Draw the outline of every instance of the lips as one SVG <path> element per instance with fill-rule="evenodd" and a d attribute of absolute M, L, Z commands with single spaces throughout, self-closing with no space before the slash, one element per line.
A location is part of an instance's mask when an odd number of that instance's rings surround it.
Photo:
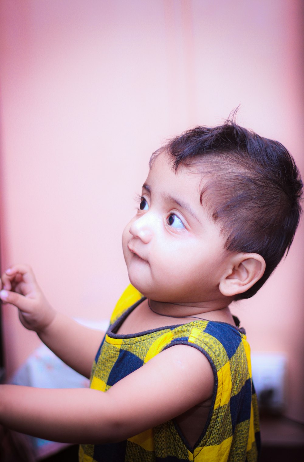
---
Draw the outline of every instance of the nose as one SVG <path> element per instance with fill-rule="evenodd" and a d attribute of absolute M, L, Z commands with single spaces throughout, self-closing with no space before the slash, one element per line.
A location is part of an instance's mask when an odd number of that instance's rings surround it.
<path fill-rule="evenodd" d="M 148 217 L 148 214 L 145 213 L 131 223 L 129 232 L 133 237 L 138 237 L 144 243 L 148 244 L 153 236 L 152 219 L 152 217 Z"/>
--
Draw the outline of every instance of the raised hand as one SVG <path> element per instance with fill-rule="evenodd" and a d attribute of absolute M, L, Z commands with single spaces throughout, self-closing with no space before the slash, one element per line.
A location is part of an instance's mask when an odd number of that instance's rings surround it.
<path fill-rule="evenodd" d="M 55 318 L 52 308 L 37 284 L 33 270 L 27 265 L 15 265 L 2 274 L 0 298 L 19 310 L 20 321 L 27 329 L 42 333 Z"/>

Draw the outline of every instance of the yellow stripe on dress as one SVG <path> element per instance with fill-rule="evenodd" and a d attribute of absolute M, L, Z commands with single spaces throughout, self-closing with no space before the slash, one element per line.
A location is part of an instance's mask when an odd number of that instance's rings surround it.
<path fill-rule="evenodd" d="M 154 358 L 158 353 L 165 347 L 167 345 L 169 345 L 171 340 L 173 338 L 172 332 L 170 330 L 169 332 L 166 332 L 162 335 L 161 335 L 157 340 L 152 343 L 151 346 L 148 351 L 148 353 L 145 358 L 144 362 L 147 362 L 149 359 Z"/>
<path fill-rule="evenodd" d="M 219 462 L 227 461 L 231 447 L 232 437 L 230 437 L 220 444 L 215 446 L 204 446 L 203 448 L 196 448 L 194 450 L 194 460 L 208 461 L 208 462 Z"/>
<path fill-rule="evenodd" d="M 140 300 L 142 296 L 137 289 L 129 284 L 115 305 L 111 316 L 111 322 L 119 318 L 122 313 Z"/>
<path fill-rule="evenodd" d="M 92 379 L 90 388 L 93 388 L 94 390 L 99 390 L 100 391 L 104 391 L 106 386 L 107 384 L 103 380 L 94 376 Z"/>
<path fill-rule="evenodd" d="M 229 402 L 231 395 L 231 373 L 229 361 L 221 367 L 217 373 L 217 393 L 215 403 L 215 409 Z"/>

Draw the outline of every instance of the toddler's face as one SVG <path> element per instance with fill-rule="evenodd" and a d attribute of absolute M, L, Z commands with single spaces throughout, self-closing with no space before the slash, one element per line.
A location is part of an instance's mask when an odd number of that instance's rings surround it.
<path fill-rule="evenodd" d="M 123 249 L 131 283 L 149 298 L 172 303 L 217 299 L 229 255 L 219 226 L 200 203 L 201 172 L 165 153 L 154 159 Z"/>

_Task objective_
Please convert the rows from the line with "Draw the outline of every instance of the yellow" to the line with "229 402 L 231", both ends included, into a JSON list of strings with one string per line. Leave out any blank lines.

_Worked answer_
[
  "Draw the outline of every instance of the yellow stripe on dress as one SVG <path> element per instance with fill-rule=\"evenodd\" and a d attribute of absolute M, L, Z commands with single spaces throughout, self-closing with no space before the slash, one element per line.",
  "A location is part of an instance's mask when an odd number of that instance's rings surround it.",
  "<path fill-rule=\"evenodd\" d=\"M 154 358 L 158 353 L 165 347 L 167 345 L 169 345 L 171 340 L 173 338 L 172 332 L 170 330 L 169 332 L 166 332 L 162 335 L 161 335 L 157 340 L 152 343 L 151 346 L 148 351 L 148 353 L 145 358 L 144 362 L 147 362 L 149 359 Z\"/>",
  "<path fill-rule=\"evenodd\" d=\"M 219 462 L 227 461 L 231 447 L 232 437 L 230 437 L 220 444 L 215 446 L 204 446 L 203 448 L 196 448 L 194 450 L 194 460 L 208 461 L 208 462 Z\"/>",
  "<path fill-rule=\"evenodd\" d=\"M 140 300 L 142 296 L 137 289 L 129 284 L 115 305 L 111 316 L 111 322 L 119 318 L 122 313 Z\"/>",
  "<path fill-rule=\"evenodd\" d=\"M 92 379 L 90 388 L 93 388 L 94 390 L 99 390 L 100 391 L 104 391 L 106 386 L 107 384 L 103 380 L 94 376 Z\"/>",
  "<path fill-rule=\"evenodd\" d=\"M 229 402 L 231 395 L 231 373 L 229 361 L 221 367 L 217 373 L 217 393 L 215 403 L 215 409 Z\"/>"
]